Goal ▸ Replace "workforce" with "track crew" throughout the part of the track-access text that opens with the words containing "Traditionally, SSOWS planners" and closes with "in February 2017.", and write out that part again.

Text provided ▸

::::::::

SOLUTION – HOW WE IMPROVED SAFE TRACK ACCESS

At the time, access was hindered by the location of the Signalling renewals that hampered the ability for the deployment of traditional warning systems such as Lookout or Line Blocks, thus increasing the risk of an accident/incident as well as reducing efficiency / productivity. The RSS TWS planning team were tasked with producing a resolution to the problem facing NWR personnel and ultimately provide a solution that creates a safe working zone from which to operate.

RSS’s in-house planning team began by conducting a preliminary radio graphic examination of the area which covered 97 miles (1672 yards) to 96 miles (1430 yards) up and down the Badminton Line. By taking the time and resources to conduct this initial inspection, RSS were able to offer a more bespoke solution to NWR and Alstom. Working in conjunction with the client, the most effective method of workforce protection was determined to be the Automatic Track Warning System (ATWS).

The ATWS provides advanced audible/visual warning when a train passes over the ‘Strike-In’ treadle. The warning remains on until automatically deactivated by the same train passing over the ‘Strike Out’ Treadle and cancels the warning. This innovative design made it ideal for a static work-site where Patrolling Maintenance personnel required unfettered access to the Alderton Tunnel during the renewal of the Train Operated Warning System (TOWS).

Alstom Track Warning

Alstom Track Warning

CONCLUSIONS / RESULTS – WHAT BENEFIT WAS THIS FOR THE CLIENT

Traditionally, SSOWS planners have opted for Line Blocks/Unassisted Lookouts as they appear, on the face of it, to provide a cost-effective solution to safety. By focusing on these methods of protection, companies are experiencing an increase in incidents relating to fatigue, lapses in concentration and human error, which in turn has led to a high proportion of productivity being lost and resulted in an increased level of cost, whilst impacting heavily on track worker safety. By deploying the ATWS system Alstom and NWR were able to increase workforce efficiency/productivity by reducing the level of disruption for Patrolling Maintenance Personnel whilst delivering enhanced protection methods for their workforce. The system is set to be deployed for an initial 6 month period starting in February 2017.

::::::::

Data ▸
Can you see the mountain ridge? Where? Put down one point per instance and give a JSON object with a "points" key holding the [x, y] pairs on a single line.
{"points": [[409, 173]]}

::::::::

Answer below ▸
Traditionally, SSOWS planners have opted for Line Blocks/Unassisted Lookouts as they appear, on the face of it, to provide a cost-effective solution to safety. By focusing on these methods of protection, companies are experiencing an increase in incidents relating to fatigue, lapses in concentration and human error, which in turn has led to a high proportion of productivity being lost and resulted in an increased level of cost, whilst impacting heavily on track worker safety. By deploying the ATWS system Alstom and NWR were able to increase track crew efficiency/productivity by reducing the level of disruption for Patrolling Maintenance Personnel whilst delivering enhanced protection methods for their track crew. The system is set to be deployed for an initial 6 month period starting in February 2017.